Brief:
Reproduce the lines below, substituting "image coordinates" for each occurrence of "pixel coordinates" and leaving everything else unchanged. Omit the pictures from your answer.

Dataset content:
>> begin

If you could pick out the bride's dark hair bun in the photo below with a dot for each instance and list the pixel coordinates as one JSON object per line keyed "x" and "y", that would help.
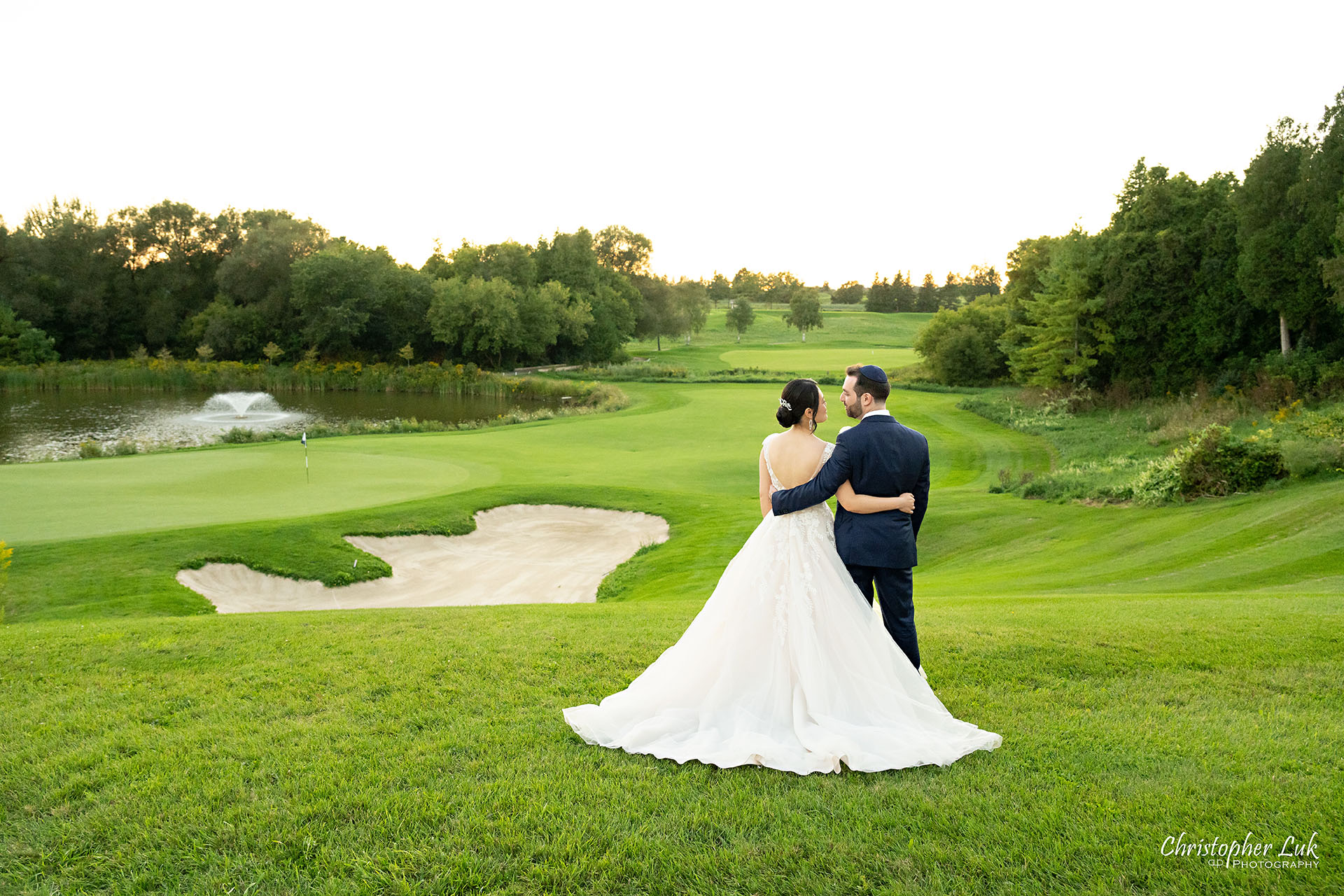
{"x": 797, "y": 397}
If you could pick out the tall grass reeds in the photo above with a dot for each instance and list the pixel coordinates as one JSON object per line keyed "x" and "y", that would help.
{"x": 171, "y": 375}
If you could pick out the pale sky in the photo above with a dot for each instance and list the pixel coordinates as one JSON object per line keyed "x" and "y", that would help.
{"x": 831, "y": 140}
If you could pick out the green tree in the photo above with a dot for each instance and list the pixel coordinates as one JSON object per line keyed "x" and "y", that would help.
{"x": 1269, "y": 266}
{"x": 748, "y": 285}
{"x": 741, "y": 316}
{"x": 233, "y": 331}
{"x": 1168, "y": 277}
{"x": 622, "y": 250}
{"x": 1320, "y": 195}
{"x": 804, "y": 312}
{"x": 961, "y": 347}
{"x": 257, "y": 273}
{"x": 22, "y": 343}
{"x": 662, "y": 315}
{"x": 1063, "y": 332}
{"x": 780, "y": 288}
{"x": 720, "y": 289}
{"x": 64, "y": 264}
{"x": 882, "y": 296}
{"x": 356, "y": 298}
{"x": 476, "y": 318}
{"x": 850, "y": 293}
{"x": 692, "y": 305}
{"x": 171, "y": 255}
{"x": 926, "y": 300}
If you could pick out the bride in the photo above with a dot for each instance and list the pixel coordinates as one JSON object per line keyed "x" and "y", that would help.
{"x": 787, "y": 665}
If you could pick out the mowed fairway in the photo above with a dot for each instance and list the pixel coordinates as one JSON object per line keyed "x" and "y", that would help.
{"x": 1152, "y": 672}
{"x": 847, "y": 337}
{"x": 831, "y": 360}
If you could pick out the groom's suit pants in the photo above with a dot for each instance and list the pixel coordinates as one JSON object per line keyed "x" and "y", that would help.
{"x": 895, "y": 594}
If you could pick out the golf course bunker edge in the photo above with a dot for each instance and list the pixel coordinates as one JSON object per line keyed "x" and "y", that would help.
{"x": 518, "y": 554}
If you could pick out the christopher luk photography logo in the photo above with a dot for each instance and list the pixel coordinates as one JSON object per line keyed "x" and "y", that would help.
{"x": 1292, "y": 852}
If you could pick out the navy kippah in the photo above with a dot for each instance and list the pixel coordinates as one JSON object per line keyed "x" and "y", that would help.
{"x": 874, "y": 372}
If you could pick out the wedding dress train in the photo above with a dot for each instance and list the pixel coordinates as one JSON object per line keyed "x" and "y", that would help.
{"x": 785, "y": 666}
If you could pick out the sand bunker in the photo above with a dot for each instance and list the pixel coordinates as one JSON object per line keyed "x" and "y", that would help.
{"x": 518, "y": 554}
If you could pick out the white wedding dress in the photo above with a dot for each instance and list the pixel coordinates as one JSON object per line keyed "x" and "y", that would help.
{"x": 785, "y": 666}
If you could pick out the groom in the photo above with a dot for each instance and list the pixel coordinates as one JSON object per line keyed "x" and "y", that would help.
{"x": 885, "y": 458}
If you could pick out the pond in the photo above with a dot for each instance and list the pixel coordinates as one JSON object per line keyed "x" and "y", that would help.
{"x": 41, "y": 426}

>> end

Result below:
If you could pick out the bride's dark hair bun in the photo below with a dot for each instance and list the image coordinates as one JSON object per line keyed "x" and "y", that would help.
{"x": 797, "y": 397}
If you could pick out the tall grass reeds in the photo above with a dot for each instance and list the image coordinates as one JSON object per line keyed "x" and "y", that would help.
{"x": 171, "y": 375}
If you could pick out the pale sky in the photo above with a dot for each instance and list the image coordinates as one JSON object per line keyed "x" and "y", that would help.
{"x": 831, "y": 140}
If you could pick out the green tree in the photo above with a dot for each instance and list the image coordinates as one JSON object per line keyed "x" and "y", that would help.
{"x": 1269, "y": 266}
{"x": 748, "y": 285}
{"x": 741, "y": 316}
{"x": 233, "y": 331}
{"x": 1168, "y": 277}
{"x": 622, "y": 250}
{"x": 1320, "y": 195}
{"x": 804, "y": 312}
{"x": 961, "y": 347}
{"x": 257, "y": 273}
{"x": 22, "y": 343}
{"x": 662, "y": 315}
{"x": 1063, "y": 332}
{"x": 780, "y": 288}
{"x": 720, "y": 289}
{"x": 64, "y": 264}
{"x": 882, "y": 296}
{"x": 356, "y": 298}
{"x": 476, "y": 318}
{"x": 850, "y": 293}
{"x": 692, "y": 305}
{"x": 171, "y": 255}
{"x": 926, "y": 300}
If you could pick out the bride in the photo above with a dot for each instance and list the image coordinates as one JSON object per line keyed "x" and "y", that would help.
{"x": 787, "y": 665}
If you could pick out the mowed fairway in the photo above with a dot for each instance and list the image coordinates as one JSON object per line keyed "x" and "y", that would help.
{"x": 1152, "y": 672}
{"x": 847, "y": 337}
{"x": 831, "y": 360}
If you could pick out the groom's suit pants in the photo above with a dot for each instance and list the image coordinates as one JSON object per line keyed "x" and "y", that would help.
{"x": 895, "y": 594}
If you could pick out the golf course bunker edge in the photo above with a dot for each instance and list the image coordinates as one JSON object per line keyed "x" and "y", that would help.
{"x": 518, "y": 554}
If you could pick out the christopher luk photography logo in the photo above with a dot for each instance and list the image coordinates as one JSON object per line keyed "x" and "y", that would help.
{"x": 1292, "y": 852}
If you could pick out the navy kippah in the photo above with a dot for each instance and list the image coordinates as one JSON object per line keyed "x" and "y", that would help.
{"x": 874, "y": 372}
If you could pick out the wedding dress train in the photo above with a dot for each instance and list the image coordinates as one JSON object per line keyed "x" and "y", that would help.
{"x": 785, "y": 666}
If you could pick out the sand bunker in the photo above with a dot for each instance and list the image coordinates as one JSON object per line keyed "x" and "y", that would help.
{"x": 518, "y": 554}
If you could pick out the white wedding dress in the photo above with a dot for each instance and list the image coordinates as one JSON object per line keyed "x" and "y", that would help.
{"x": 785, "y": 666}
If you could pick out the groom in the photo above with a dot for each instance and list the image coordinates as one JSON object per line keyed "x" and "y", that would help.
{"x": 885, "y": 458}
If you could pick out the pond in the photo above with a dot for each instance and list the image coordinates as one JSON object per line keyed "x" and "y", that would help.
{"x": 41, "y": 426}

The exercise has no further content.